EXERCISE PASSAGE:

By now I am weary of living day after day mostly indoors. I am halfway through a graduate program at a school that, though it is right here in the city, I have never seen. My library job feels like make-believe because I do it entirely at my desk and have met my colleagues only through a screen. Even my relationships with the people I know have become abstracted—flattened, mediated through Zoom. In the first week of this month, at the peak of the city’s omicron wave, I texted and talked on the phone at length with another parent so we could help each other sort out our decisions about when and whether to send our children back to school; it was a momentarily disorienting surprise to actually see her at the school playground at pickup time one afternoon.

In wintering, can I retreat without completely dissociating from the world beyond the walls of my apartment? May shows some ways of doing so. Much of what she writes about is what you might expect: sleep and hibernation, making preserves and fires, reading children’s books, including The Children of Green Knowe; The Lion, the Witch, and the Wardrobe; The Dark Is Rising; and The Box of Delights. But May also writes about going out to meet winter: going to Stonehenge for the solstice, sledding and making snowballs with her son, and, in the most unexpected and (to me) astonishing chapter, swimming in the sea with a friend every day beginning in February.

Her fear of getting into the water on days when the temperature of both the air and water is around zero degrees Celsius never subsides, May writes, but the experience of immersing herself in the cold and coming to know it intimately through her body is exhilarating:

It makes me feel alive, and I’m not afraid of it, because Margo experiences it, too. I have deliberately thrown my body into a kind of crisis to force it to find an equilibrium again. It feels good to test my physical limits in such an invigorating way. Best of all, the blood tingles in my veins for hours afterwards, as though I’ve been infused with some magnificent serum.

To swim in the ocean in winter is both alluring and unimaginable to me. I can imagine the exhilaration of it, but not actually doing it. I get so cold so easily, I don’t know that I would survive. And anyway, swimming is not permitted at New York City beaches after mid-September or before Memorial Day, and I am not a strong enough swimmer to risk breaking this rule when lifeguards aren’t around. So any thoughts I might have about attempting a swim at Coney Island at this time are merely speculative.

SOURCE INFORMATION:

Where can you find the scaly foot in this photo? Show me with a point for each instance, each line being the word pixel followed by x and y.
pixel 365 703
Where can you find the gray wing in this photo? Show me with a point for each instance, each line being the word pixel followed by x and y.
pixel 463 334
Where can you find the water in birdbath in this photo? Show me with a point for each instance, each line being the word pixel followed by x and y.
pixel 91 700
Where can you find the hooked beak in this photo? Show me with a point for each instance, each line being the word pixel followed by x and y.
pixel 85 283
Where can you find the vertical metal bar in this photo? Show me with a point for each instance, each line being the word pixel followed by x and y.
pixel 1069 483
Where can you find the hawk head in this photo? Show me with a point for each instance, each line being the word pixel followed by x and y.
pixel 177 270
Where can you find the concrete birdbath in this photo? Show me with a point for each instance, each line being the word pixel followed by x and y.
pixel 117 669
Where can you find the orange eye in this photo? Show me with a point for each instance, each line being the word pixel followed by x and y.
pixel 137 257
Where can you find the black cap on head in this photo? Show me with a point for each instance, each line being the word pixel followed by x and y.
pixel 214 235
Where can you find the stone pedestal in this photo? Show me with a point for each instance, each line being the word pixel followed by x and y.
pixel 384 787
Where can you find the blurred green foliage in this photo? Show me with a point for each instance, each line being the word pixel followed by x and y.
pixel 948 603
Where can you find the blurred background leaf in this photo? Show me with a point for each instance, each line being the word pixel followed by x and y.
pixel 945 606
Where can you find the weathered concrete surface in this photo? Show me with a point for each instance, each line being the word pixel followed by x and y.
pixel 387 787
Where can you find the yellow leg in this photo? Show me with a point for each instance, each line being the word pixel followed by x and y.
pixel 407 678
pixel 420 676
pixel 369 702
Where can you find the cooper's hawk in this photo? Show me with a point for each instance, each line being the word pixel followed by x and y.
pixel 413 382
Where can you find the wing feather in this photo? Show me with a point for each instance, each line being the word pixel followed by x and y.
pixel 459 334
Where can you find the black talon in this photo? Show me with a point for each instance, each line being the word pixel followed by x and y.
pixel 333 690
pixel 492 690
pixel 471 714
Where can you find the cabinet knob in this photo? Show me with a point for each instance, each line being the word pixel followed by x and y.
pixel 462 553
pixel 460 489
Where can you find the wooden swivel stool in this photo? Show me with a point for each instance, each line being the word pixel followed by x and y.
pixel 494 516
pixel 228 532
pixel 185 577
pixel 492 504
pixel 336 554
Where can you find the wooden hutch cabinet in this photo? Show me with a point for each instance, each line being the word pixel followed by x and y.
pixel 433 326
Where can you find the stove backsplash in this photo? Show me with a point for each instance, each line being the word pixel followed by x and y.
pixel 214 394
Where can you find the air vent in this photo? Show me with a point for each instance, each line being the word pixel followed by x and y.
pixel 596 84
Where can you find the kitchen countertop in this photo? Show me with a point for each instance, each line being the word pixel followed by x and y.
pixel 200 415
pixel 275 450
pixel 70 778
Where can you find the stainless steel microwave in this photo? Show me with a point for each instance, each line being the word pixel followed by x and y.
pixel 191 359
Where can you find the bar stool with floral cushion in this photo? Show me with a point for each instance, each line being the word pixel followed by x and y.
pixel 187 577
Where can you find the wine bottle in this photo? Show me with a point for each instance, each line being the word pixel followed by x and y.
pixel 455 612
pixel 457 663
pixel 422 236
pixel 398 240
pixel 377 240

ACTIONS TO TAKE:
(a) Answer these about the wintering essay:
(i) Where did the writer unexpectedly see the other parent?
(ii) In which month did May begin swimming in the sea every day?
(iii) Between which two points in the year is swimming not permitted at New York City beaches?
(b) Pick up the wintering essay after its final sentence and keep writing in the same voice.

RESULTS FOR THE EXERCISE:
(a)
(i) At the school playground at pickup time one afternoon.
(ii) February.
(iii) After mid-September and before Memorial Day.

(b)
Of course, swimming in the cold is not the only way to meet winter. Training for a spring half-marathon, for example, as I am doing now, requires running for miles in the cold. I almost never want to go for a run at any time from Thanksgiving through February, but I’ve also found that my idea of running when the temperature is below freezing is always far, far worse than the reality of it. I like running in Prospect Park when so few other people are there. I like finding my pace as I run up the hill on the northeast side of the park and later running down the hill on the southwest side of the park to see the lake emerge into view—sometimes dull gray, sometimes shimmering, sometimes covered with a thin sheet of ice. And how I admire the trees for how they stand stripped bare in the cold all winter long. They make their own shelter. As for me, I need a hat, gloves, and many layers to keep my own heat. And afterward I want a hot shower.

Winter running, like May’s cold water swimming, is a practice. To be finished with one run is not to be finished with running altogether. In the meantime, the days slowly grow longer and (eventually, usually many weeks after the solstice) warmer—though not forever longer, and not forever warmer. As May writes, “The things we put behind us will often come around again.” But also, “The things that trouble us now will one day be past history. . . . In the meantime, we can deal only with what’s in front of us at this moment in time. We take the next necessary action, and the next. At some point along the line, that next action will feel joyful again.”